_Text shown_.
......

Drifting lower in a choppy session, stocks wrapped up a volatile week on a moderately negative note. The Nasdaq Composite slipped 0.5%, as the S&P 500 and Dow Jones Industrial Average posted identical declines of 1.0%. The small-cap Russell 2000 and S&P Midcap 400 indices lost 0.5% and 0.8% respectively. All the major indices closed near their lows of the day, but intraday price action was range-bound. For the week, the Nasdaq shed 3.6%, the S&P 500 4.8%, and the Dow Jones Industrial Average 5.2%.
As is commonly the case ahead of holiday weekends, turnover eased substantially. Total volume in the NYSE declined 16% below the previous day’s level, while volume in the Nasdaq receded 19%. It was positive that stocks averted a “distribution day,” but there have still been several occurrences of institutional selling in recent weeks. Market internals were negative, but not by a wide margin. In the NYSE, declining volume exceeded advancing volume by a ratio of 5 to 2. The Nasdaq adv/dec volume ratio was negative by just under 3 to 2.

......

Saved entries:
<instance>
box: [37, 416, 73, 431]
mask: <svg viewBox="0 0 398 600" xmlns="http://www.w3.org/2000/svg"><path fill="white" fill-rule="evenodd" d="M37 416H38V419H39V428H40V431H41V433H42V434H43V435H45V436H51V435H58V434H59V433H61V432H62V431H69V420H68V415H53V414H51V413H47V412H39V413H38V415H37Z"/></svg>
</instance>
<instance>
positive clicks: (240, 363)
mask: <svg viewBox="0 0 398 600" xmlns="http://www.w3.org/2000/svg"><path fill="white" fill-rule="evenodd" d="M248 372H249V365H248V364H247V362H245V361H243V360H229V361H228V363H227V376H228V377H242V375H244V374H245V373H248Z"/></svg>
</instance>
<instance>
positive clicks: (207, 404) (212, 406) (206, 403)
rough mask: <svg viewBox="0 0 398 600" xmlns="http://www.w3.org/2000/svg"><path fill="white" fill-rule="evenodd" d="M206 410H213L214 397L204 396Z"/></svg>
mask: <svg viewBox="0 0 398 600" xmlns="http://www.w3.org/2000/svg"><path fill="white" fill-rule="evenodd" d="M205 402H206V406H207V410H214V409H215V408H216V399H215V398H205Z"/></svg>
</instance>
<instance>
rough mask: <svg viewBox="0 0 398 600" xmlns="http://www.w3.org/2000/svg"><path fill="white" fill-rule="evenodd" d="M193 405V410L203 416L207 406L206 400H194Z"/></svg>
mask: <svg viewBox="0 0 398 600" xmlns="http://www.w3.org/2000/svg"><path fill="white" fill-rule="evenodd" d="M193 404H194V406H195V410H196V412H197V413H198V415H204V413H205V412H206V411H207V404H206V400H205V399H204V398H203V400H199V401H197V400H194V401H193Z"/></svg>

......

_Description of the task_.
According to the market report, how much did the Dow Jones Industrial Average lose for the week? These lines are separate material with no connection to the market report.

_Answer to this problem_.
5.2%